Required action: Exact copies of all records below are needed.

(Materials provided Opens)

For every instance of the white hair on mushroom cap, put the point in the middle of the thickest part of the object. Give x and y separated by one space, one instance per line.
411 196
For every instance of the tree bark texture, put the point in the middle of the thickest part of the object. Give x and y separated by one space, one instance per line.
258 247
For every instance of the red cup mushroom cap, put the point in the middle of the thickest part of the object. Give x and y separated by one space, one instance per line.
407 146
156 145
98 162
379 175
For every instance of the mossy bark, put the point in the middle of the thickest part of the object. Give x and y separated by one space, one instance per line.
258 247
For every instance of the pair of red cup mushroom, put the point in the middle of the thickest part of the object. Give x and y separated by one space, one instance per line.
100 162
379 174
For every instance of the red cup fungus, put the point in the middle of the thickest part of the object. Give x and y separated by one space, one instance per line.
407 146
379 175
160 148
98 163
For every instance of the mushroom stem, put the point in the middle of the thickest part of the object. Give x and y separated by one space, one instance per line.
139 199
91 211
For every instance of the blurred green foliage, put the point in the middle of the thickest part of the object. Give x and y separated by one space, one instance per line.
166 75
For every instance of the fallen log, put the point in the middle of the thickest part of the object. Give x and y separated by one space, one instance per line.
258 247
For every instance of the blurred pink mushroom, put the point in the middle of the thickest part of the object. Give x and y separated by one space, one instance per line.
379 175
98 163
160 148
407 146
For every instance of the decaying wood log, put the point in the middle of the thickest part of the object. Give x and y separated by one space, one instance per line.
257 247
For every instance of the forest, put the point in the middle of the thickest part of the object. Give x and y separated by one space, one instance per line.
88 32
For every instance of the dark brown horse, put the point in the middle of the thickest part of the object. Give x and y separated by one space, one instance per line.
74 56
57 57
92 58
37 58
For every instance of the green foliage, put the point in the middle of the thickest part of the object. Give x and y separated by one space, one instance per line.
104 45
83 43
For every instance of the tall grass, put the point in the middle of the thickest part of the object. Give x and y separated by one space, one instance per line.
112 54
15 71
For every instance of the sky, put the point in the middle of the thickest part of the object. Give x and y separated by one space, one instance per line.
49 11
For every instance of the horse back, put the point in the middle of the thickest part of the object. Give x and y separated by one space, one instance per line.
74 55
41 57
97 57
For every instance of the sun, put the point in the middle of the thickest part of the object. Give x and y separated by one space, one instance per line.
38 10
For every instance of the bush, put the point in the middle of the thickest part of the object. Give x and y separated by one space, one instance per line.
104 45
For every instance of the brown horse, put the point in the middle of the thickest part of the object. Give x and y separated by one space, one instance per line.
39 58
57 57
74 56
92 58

(Materials provided Closes)

Problem solution:
For every instance of the white hair on mushroom cap, put the point in the middle of the thickest part of the object. Give x and y separated by one space, one instance per line.
411 196
For every instance of the tree bark texture, put the point in the middle of the thickest part of the object. Give x and y separated by one space, one instance per line.
258 247
For every instance of the red cup mushroom cap, put the point in the middle of the thickest part of the object. Give x and y separated by one space, one instance per line.
407 146
156 145
98 162
379 175
For every instance of the mossy bark, put the point in the middle of the thickest part of the object. Give x and y separated by one space, one instance per line.
258 247
For every instance of the pair of red cup mushroom, put the point in the middle of the thickest part of the object. Give x and y separated by one space, one instance per line.
100 162
379 174
For every instance of the red cup fungus, put the point in the middle of the thickest part of the object. Give x and y separated by one space, one instance per line.
407 146
379 175
160 148
98 163
For every instance of the mushroom stem, put the point in the middle of the thickest part of the object. Give x and y separated by one space, one instance per line.
139 199
91 211
For every instance of the blurred green foliage, put the point in the middle of the thickest part of the object. Give x and y separated by one space, one instance per line.
166 75
For every instance of the fallen log, put the point in the middle of the thickest part of the object. Give x and y separated by one space, one instance per line.
258 247
For every instance of the blurred pink mushroom, put the point in the middle of the thickest part of the object. Give x and y separated by one space, one instance per line.
379 175
98 163
160 148
407 146
For every instance of the decaying wood log, put the point in the middle of the thickest part of the object. Give x and y separated by one space, one instance per line.
257 247
For every instance of the forest, put the point in the middle of the thickest part of the object. Give x and y separated by one space, one instance per line.
88 32
For every instance of the dark brown horse, put the point in the middle of the thickest part of the object. Give x and y separated by one space, one instance per line.
74 56
57 57
92 58
37 58
For every instance of the green foliage, put the point in the middle of the thickest part of the object. Give x and y separated by one space, one instance per line.
104 45
83 43
For every instance of the tall grass, put the point in the middle of the thickest part of the object. Give x and y separated by one space, one instance per line.
112 54
15 71
For every instance of the sky, put the point in the middle of the thickest part of the object. Give x and y separated by one space, one instance per line.
49 11
For every instance of the horse back, put the point in the middle of the thickest part of the object. Give x and y separated by one space, one instance per line.
74 55
41 57
97 57
For every instance of the sun, put the point in the middle of the thickest part of the object. Give x and y separated by one space, one instance per line.
38 10
For every instance of the bush, put the point in the middle of the thickest part of the object. Give x and y separated by one space, one instance per line.
104 45
For every instance of the brown horse, put the point in the middle of the thickest part of the object. Give x and y separated by one space, one instance per line.
39 58
57 57
74 56
92 58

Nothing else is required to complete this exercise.